◆ **Data records**
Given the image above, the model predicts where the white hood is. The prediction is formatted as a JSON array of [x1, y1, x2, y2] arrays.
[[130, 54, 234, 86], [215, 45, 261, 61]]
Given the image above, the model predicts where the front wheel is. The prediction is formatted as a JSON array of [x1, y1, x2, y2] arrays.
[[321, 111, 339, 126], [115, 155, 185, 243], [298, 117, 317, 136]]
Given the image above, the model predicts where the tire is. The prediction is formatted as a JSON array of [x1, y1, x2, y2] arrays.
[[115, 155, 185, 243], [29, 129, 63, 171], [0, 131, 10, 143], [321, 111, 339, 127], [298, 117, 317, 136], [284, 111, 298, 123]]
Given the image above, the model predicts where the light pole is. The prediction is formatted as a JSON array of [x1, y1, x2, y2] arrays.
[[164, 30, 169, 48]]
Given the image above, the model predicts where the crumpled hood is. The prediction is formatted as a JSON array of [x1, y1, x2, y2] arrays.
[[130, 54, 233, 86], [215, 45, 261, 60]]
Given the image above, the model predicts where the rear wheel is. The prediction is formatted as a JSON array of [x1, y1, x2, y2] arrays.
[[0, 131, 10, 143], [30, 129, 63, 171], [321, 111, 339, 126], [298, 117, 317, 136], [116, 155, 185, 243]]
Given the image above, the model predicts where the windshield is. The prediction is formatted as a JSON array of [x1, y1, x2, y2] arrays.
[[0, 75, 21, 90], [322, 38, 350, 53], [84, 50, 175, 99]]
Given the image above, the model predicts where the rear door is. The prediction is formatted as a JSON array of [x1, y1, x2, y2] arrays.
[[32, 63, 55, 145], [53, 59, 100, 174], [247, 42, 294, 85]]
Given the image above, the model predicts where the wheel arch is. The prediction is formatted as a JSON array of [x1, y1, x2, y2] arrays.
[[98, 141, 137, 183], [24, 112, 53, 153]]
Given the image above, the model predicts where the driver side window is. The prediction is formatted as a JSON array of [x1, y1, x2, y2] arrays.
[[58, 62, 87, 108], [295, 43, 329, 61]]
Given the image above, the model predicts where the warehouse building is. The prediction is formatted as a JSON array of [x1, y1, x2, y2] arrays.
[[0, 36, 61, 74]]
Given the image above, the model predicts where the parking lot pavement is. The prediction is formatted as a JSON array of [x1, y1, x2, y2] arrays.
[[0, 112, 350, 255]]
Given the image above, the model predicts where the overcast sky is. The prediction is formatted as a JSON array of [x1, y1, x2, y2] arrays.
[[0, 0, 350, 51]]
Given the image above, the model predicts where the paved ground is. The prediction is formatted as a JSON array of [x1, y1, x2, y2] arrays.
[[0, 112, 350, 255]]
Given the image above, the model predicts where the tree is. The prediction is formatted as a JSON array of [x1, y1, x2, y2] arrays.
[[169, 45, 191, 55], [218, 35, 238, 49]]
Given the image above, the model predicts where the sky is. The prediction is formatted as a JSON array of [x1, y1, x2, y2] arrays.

◆ **Task statement**
Convert the rows above into a numbered list, starting from the line that contains "Given the image above, the model predicts where the parking" and running up to and including the last line of the rows, and leave out any blank lines.

◆ **Written answer**
1. Given the image above, the model predicts where the parking lot pavement is. The prediction is formatted as a JSON array of [x1, y1, x2, y2] arrays.
2. [[0, 112, 350, 255]]
3. Given the image above, the model predicts where the overcast sky is. The prediction is formatted as a JSON array of [x1, y1, x2, y2] arrays.
4. [[0, 0, 350, 51]]
5. Given the image above, the model predicts where the paved ground is. The prediction is formatted as a JSON array of [x1, y1, x2, y2] arrays.
6. [[0, 112, 350, 255]]
7. Given the image above, the model predicts where the tree is. The prediction is formatted as a JSON array of [x1, y1, x2, y2] arrays.
8. [[169, 45, 191, 55], [218, 35, 238, 49]]
9. Given the image above, the model predicts where the sky is. The prediction is formatted as a JSON array of [x1, y1, x2, y2] arrays.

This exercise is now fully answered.